### [Selected text]
- - -

In the last post, I took a close look at these cities on the alignment in Massachusetts: Easton, Brockton, and Weymouth.
I also looked into details around two legendary folk heroes – John Henry, as well as Paul Bunyan, and his travelling companion, Babe the Blue Ox – as possibly giving us glimpses of information into what has actually taken place here, though portrayed as possibly fiction, possibly real from their larger-than-life deeds.
I am starting this post in Boston, slightly to the northwest of this particular alignment. It is definitely an important place to look at while here.
I am going to start this post in the general vicinity of Beacon Hill.
This is a 1775 map of the Shawmut Peninsula, of which Beacon Hill was the center. Land reclamation has been going on here since 1820, to create land, where there was originally water, around the original peninsula.
The area originally had three hills.
Pemberton Hill and Fort Vernon Hill were near Beacon Hill, and both of these hills were levelled for Beacon Hill development.
Beacon Hill itself was reduced from 130-feet, or 42-meters, to 80-feet, or 24-meters, between 1807 and 1832.
The Massachusetts State House is in the Beacon Hill neighborhood. It was said to have been completed in January of 1798, at a cost of $133,333.
It was said to have been designed by Charles Bulfinch, described as the first native-born American to practice architecture as a profession.
Interestingly, the State House sits on top of earthworks, and is constructed in the huge heavy masonry, and other design features, of what would be considered classical architecture.
Not something that one would think could easily be constructed during this time period right after the American Revolutionary War, and before the Industrial Revolution.
This is a view of Beacon Hill neighborhood from sometime in the 1950s…
…taken from the Suffolk County Courthouse. Now called the John Adams Courthouse, it was said to have been completed in 1894.
It is home to the Massachusetts Supreme Judicial Court.
The Charles River Basin Esplanade is to the west of Beacon Hill, on the riverfront.
Here is a historic depiction of the Charles River Basin Esplanade, circa the time-frame of 1915 – 1930. For some reason, there aren’t many people depicted here.
This is an aerial view of the Charles River Basin before it enters Boston Harbor.

- - -

### [Records for this exercise]
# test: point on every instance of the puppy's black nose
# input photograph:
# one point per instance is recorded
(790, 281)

- - -

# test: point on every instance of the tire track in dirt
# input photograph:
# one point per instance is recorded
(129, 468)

- - -

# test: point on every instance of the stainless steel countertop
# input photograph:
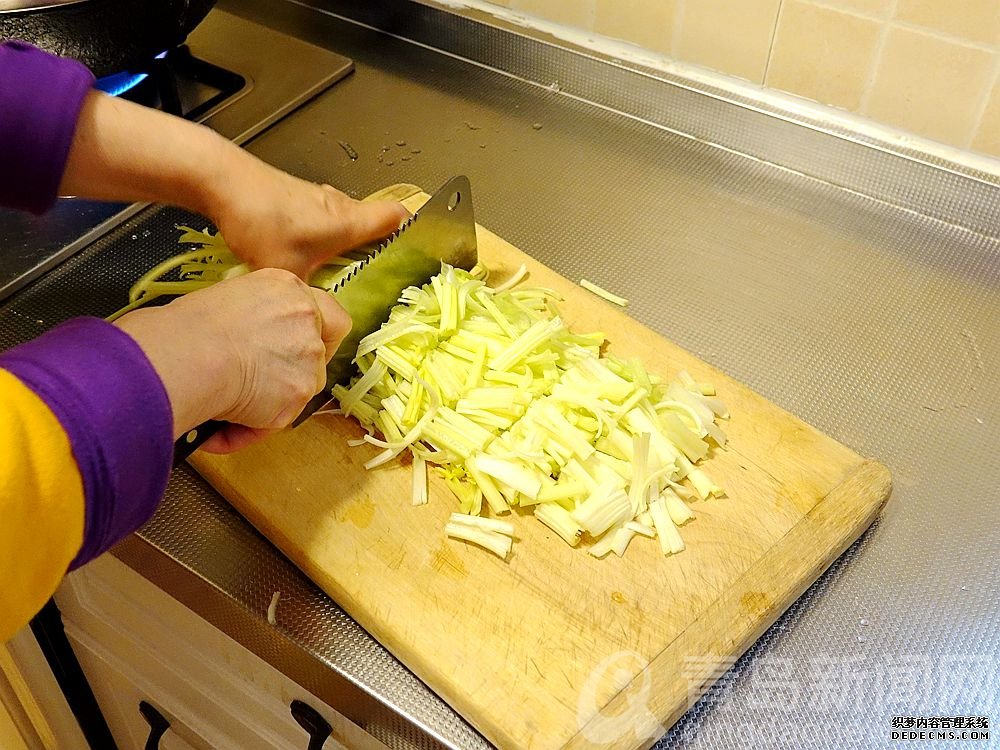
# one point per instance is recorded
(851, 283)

- - -

### [Set exercise 1]
Change the Boston passage starting with "This is a 1775" and going on through "1807 and 1832.", putting "Cotton Hill" in place of "Pemberton Hill".
### [Set exercise 2]
Return all lines of the records that contain the string "every".
The text and the records come from separate, unrelated sources.

### [Response 1]
This is a 1775 map of the Shawmut Peninsula, of which Beacon Hill was the center. Land reclamation has been going on here since 1820, to create land, where there was originally water, around the original peninsula.
The area originally had three hills.
Cotton Hill and Fort Vernon Hill were near Beacon Hill, and both of these hills were levelled for Beacon Hill development.
Beacon Hill itself was reduced from 130-feet, or 42-meters, to 80-feet, or 24-meters, between 1807 and 1832.

### [Response 2]
# test: point on every instance of the puppy's black nose
# test: point on every instance of the tire track in dirt
# test: point on every instance of the stainless steel countertop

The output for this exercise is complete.